Required work:
Rewrite the listing from its first line through the line containing "[[45, 6, 85, 49], [0, 89, 40, 126]]", both included, keeping every line and shifting each bounding-box coordinate by adding -23 to it.

Data excerpts:
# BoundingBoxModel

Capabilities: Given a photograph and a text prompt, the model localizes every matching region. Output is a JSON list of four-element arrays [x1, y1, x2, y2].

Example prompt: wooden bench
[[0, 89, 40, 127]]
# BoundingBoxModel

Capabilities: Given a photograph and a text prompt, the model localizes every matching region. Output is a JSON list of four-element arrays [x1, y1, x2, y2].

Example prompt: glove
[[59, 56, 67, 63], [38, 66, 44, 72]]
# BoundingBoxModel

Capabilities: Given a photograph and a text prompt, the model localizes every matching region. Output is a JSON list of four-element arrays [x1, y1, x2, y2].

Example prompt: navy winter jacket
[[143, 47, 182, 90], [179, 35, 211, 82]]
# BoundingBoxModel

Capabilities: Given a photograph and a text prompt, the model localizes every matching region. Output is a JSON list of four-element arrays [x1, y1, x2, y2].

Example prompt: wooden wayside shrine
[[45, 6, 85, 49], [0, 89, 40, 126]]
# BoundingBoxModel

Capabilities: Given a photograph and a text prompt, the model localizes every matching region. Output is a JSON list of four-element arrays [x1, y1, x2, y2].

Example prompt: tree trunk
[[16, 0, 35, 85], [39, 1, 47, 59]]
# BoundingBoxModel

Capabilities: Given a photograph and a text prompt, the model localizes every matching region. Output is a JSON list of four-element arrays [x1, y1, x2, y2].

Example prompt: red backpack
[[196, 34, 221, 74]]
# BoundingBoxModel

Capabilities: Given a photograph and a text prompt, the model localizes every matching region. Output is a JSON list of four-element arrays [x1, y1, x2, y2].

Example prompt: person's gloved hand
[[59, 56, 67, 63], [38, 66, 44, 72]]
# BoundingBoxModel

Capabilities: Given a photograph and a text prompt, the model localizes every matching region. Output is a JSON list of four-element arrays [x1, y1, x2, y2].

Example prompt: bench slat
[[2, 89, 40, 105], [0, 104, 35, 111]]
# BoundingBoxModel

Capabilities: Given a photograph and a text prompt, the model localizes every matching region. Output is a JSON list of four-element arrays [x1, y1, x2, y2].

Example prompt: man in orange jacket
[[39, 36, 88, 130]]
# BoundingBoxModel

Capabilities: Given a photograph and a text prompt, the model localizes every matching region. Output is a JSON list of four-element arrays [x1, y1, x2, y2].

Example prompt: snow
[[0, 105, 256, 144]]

In response:
# BoundingBoxModel

Capabilities: Given a photograph and a text prompt, the model localizes every matching region. Output is a JSON list of four-element arrays [x1, y1, x2, y2].

Example prompt: wooden bench
[[-23, 66, 17, 104]]
# BoundingBoxModel

Capabilities: Given a photograph and a text prompt, the model localizes every matching region. Output is a JSON list of four-element arrays [x1, y1, x2, y2].

Example prompt: glove
[[36, 33, 44, 40], [15, 43, 21, 49]]
# BoundingBoxModel

Capabilities: Given a photograph and a text prompt, the model localizes every matching region. Output is a JSON list of four-element arrays [x1, y1, x2, y2].

Example prompt: navy winter jacket
[[120, 24, 159, 67], [156, 12, 188, 59]]
# BoundingBoxModel

Capabilities: Given a photograph and a text prompt, the model localizes every matching region. Output is a JSON list of four-element arrays [x1, y1, x2, y2].

Example prompt: wooden wayside shrine
[[22, -17, 62, 26], [-23, 66, 17, 103]]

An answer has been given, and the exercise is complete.